WHAT YOU HAVE TO DO: Below, find the line containing "Object detection labeling — target class: wispy" and the line containing "233 164 256 184". Give both of these lines and every line between them as a numbered list, leaving out blank lines.
=== RECORDS SUPPLIED ===
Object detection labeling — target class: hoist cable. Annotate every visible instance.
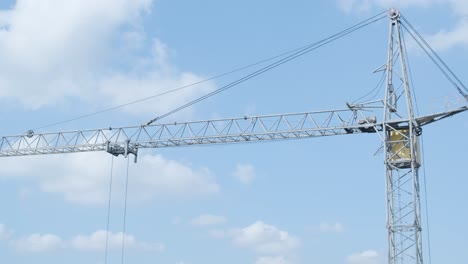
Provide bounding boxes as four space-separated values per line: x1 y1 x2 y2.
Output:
121 158 130 264
104 156 114 264
401 23 419 116
421 135 432 264
146 12 385 125
402 16 468 100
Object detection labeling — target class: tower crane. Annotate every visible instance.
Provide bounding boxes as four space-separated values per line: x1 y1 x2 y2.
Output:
0 9 468 264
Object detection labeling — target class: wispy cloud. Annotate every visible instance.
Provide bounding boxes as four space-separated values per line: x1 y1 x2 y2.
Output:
0 0 214 115
346 250 383 264
10 233 65 253
233 164 256 184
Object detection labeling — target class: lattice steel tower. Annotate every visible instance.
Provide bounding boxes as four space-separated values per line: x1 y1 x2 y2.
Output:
382 9 423 264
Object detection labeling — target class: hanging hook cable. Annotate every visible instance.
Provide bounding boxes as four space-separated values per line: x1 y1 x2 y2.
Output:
401 16 468 101
145 12 386 125
104 156 114 264
421 135 432 264
121 158 130 264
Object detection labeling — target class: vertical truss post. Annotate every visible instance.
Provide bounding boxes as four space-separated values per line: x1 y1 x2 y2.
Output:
383 9 423 264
===
THE RESULT:
1. Object detection labeling — target class: wispy cloud. Annotate every visible instance.
2. Provide bounding boxes as four space-separated values per line: x1 y1 x2 y2.
3. Output:
4. 0 0 214 115
5. 346 250 383 264
6. 10 233 65 253
7. 233 164 256 184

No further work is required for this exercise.